▶ Directions: Revise the data below by changing every instance of "Query" to "Target" throughout, and reproduce all other text unaltered.

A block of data
_ _ _ _ _ _ _

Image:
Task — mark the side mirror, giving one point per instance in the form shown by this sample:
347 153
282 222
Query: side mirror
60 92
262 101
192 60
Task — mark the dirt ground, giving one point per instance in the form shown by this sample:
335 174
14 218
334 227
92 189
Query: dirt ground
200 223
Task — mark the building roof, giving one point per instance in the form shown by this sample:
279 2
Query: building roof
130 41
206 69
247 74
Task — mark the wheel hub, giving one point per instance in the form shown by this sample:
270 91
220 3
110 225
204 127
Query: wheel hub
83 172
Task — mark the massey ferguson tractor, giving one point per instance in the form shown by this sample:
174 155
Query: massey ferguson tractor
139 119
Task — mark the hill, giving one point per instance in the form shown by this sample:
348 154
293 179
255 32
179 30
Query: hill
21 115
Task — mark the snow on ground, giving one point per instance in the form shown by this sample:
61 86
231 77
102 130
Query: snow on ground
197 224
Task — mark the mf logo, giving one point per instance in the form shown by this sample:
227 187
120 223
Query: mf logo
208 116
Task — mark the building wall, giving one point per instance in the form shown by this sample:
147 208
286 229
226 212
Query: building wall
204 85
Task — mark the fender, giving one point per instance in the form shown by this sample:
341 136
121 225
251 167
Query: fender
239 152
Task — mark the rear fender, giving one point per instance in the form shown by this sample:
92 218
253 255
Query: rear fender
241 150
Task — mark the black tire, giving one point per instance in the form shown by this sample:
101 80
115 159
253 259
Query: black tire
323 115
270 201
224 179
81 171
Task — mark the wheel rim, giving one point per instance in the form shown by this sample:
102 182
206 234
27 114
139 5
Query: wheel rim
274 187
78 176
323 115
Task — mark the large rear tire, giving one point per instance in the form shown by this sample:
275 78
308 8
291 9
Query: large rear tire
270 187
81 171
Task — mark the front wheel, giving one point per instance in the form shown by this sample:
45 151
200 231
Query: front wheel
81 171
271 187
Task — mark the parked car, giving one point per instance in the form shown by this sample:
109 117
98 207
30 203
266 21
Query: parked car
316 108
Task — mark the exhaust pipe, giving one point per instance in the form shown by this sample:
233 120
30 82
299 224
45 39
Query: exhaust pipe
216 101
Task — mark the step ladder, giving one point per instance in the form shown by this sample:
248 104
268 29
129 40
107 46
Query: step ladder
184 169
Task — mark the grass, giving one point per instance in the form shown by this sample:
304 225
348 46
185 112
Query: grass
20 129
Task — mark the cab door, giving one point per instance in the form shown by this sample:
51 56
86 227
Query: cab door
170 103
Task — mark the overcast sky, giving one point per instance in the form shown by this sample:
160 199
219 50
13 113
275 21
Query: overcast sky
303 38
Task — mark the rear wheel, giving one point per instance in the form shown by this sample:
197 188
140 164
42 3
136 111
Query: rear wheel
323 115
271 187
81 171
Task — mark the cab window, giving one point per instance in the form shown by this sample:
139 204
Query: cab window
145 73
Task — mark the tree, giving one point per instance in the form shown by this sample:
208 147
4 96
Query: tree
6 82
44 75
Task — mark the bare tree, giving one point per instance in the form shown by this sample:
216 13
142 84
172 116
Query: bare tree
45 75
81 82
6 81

_ _ _ _ _ _ _

▶ The response:
Image:
Task — mark the side mirror, giving one point per instance in the form shown by this sample:
347 153
282 222
Target: side mirror
60 92
262 101
192 60
Task — mark the dirt ground, giving one point per instance in the form shown by this sample:
335 174
14 218
334 227
92 189
Target: dirt ground
200 223
Task — mark the building roof, giving one point per instance in the form shown by this sample:
279 2
Target: building roof
130 41
206 69
247 74
Task — mark the wheel hub, giving one point per instance in the form shown by this sample:
270 91
220 3
110 225
204 127
Target: wheel hub
83 172
Task — mark the massey ferguson tractor, giving one point per instance in the form shown by this sample:
174 155
Target: massey ferguson tractor
139 119
Task — mark the hill, giving one point per instance in the form shown by this sample:
348 154
293 179
255 32
179 30
Target: hill
21 115
Task — mark the snow on ground, giving one point per instance in the form shown by this sample:
61 86
231 77
102 130
Target: snow on ground
197 224
Task — mark the mf logo, giving one point per instance in the form shown by this sample:
227 187
120 223
Target: mf logo
208 116
Task — mark the building wall, giving one point per instance in the form shown by this sample:
147 208
286 229
226 212
Target: building wall
204 85
Task — mark the fender, giving one point per instance in the form shown by this sample:
341 136
121 225
251 167
Target: fender
239 152
Task — mark the rear fender, giving one point per instance in the form shown by this sample:
92 218
253 255
Target: rear fender
241 150
Task — mark the black tire, giving one point per instance in the form shown by this sample:
101 80
115 159
253 259
Target: black tire
323 115
270 201
224 179
81 171
Task — mark the wheel rim, giving one point per instance in the form shown by this sample:
102 182
206 234
27 114
139 5
Target: wheel rim
274 187
78 176
323 115
Task — mark the large rear tire, giving one point per instance in the form shown by this sample:
275 78
308 8
291 9
Target: large rear tire
270 187
81 171
Task — mark the front wheel, giving one point per instance in the form shown by this sample:
45 151
200 231
Target: front wheel
81 171
271 187
Task — mark the parked car, giving one point per instance in the form shown by this sample:
109 117
98 207
30 203
266 21
Target: parked car
316 108
Task — mark the exhaust pipe, giving one point per instance in the form shown by this sample:
233 120
30 82
299 224
45 39
Target: exhaust pipe
216 101
Task — mark the step ladder, giving one point per instance in the form shown by this sample:
248 104
268 29
129 40
107 46
Target: step ladder
184 169
Task — mark the grass, giving one point per instance in the form shown by this sample:
304 225
348 46
185 112
Target: grass
20 129
Task — mark the cab door, giving one point per instance in the form shown by this sample:
51 56
86 227
Target: cab door
170 103
Task — mark the overcast sky, giving one point per instance in the form shown by this sample:
160 199
219 50
13 113
275 21
Target: overcast sky
303 38
Task — mark the rear wheel, giving one point per instance in the form shown by this sample:
197 188
140 164
42 3
136 111
Target: rear wheel
323 115
271 187
81 171
Task — mark the cab window, giving one point per instance in the form shown by this sample:
139 204
Target: cab window
145 73
Task — mark the tree, giving one point per instance in the form shown by this sample:
208 147
4 96
Target: tree
6 82
44 75
Task — mark the bare tree, giving one point per instance in the form shown by this sample:
216 13
142 84
172 116
Target: bare tree
45 75
81 82
6 81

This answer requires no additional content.